### Do this
Which lines in the rows below contain the word "mask"? Pull out each of those lines in full.

[Labeled contour rows]
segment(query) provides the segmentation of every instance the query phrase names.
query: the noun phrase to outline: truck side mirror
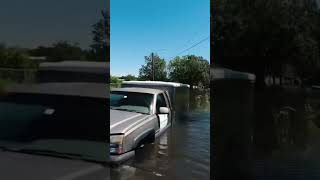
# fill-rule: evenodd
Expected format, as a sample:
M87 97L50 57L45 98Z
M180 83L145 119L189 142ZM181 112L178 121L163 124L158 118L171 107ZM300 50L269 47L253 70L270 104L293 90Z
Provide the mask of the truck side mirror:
...
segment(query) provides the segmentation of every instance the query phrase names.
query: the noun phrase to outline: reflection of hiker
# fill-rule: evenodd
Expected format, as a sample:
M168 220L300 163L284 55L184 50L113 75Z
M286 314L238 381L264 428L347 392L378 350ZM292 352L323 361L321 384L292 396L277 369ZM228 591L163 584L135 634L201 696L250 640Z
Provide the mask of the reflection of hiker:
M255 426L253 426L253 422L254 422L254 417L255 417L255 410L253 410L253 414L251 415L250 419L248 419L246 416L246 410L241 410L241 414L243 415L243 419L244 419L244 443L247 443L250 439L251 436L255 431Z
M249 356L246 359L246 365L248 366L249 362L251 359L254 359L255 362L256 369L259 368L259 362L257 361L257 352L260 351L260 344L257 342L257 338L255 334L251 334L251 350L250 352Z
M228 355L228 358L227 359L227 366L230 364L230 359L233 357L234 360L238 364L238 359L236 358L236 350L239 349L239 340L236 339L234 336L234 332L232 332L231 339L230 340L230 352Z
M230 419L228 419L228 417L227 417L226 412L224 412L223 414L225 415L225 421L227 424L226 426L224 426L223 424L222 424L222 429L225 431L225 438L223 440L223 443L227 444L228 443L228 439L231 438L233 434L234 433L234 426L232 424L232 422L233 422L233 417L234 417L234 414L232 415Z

### Solution to this task
Provide the mask of the truck side mirror:
Provide the mask of the reflection of hiker:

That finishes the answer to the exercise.